Supplied text
*-*-*

Keywords: Kappa statistic, likelihood ratio, negative predictive value, positive predictive value, positivity criterion, receiver operating characteristic curve, reference range, sensitivity, specificity
Introduction
Clinical practice makes use of numerous diagnostic tests, some for screening, and some for confirmation of disease. Since crucial therapeutic decisions will often be based on diagnostic tests, it is important for clinicians to understand the strengths and limitations of every test they use. Therefore, every new test or a new application of an existing test needs to be evaluated against some gold standard. Although things such as blood tests, biopsies, cultures, and radiological investigations are obvious diagnostic tests, it is to be borne in mind that specific clinical examination procedures, scoring systems based on physiological or psychological evaluation, and ratings based on questionnaires are also diagnostic tests and therefore merit similar evaluations before application to a wide spectrum of subjects.
In the simplest scenario, a diagnostic test should give either a positive or negative result or a reading that makes disease either likely or unlikely. In an ideal world, all those with disease should be categorized by the test as positive and all those without the disease as negative. Unfortunately, few diagnostic tests will give 100% accurate results. Therefore, leaving aside the economic question, the performance of diagnostic tests is evaluated on the basis of a number of indices.
Accuracy versus Precision
Accuracy (also called validity) is the degree of conformity of a measured or calculated quantity to its actual or true value. Precision denotes the degree of mutual agreement or repeatability among a series of measurements or calculations under similar conditions.
An analogy often used to explain accuracy and precision in the context of repeated measurements is the firing of shotgun pellets at a target [Figure 1]. Accuracy signifies the proximity of the shots to the bullseye at the center of the target. Pellets that strike closer to the bullseye would be considered more accurate. Precision would be signified by the size of the pellet cluster. When the shots are grouped tightly together, the cluster is considered precise since the shots all struck close to the same spot, but not necessarily near the bullseye. If the cluster is close to the bullseye, the shots are accurate as well as precise; if not they are precise but not accurate. However, it is not possible to achieve a high degree of accuracy without precision - if the shots are not grouped close to one another, they cannot all be close to the bullseye.

*-*-*

Goal of the exercise
Reproduce the passage on diagnostic tests word for word, starting with "In the simplest" and going on through "under similar conditions.".

*-*-*

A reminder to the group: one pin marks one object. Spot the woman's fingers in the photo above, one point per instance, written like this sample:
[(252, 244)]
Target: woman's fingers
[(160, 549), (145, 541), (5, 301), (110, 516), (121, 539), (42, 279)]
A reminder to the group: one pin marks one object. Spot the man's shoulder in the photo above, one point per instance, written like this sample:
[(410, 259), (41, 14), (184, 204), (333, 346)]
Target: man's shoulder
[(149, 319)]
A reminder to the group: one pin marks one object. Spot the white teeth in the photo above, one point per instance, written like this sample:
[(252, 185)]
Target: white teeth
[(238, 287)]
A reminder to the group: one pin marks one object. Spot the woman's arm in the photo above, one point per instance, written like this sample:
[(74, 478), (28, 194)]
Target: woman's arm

*-*-*

Task answer
In the simplest scenario, a diagnostic test should give either a positive or negative result or a reading that makes disease either likely or unlikely. In an ideal world, all those with disease should be categorized by the test as positive and all those without the disease as negative. Unfortunately, few diagnostic tests will give 100% accurate results. Therefore, leaving aside the economic question, the performance of diagnostic tests is evaluated on the basis of a number of indices.
Accuracy versus Precision
Accuracy (also called validity) is the degree of conformity of a measured or calculated quantity to its actual or true value. Precision denotes the degree of mutual agreement or repeatability among a series of measurements or calculations under similar conditions.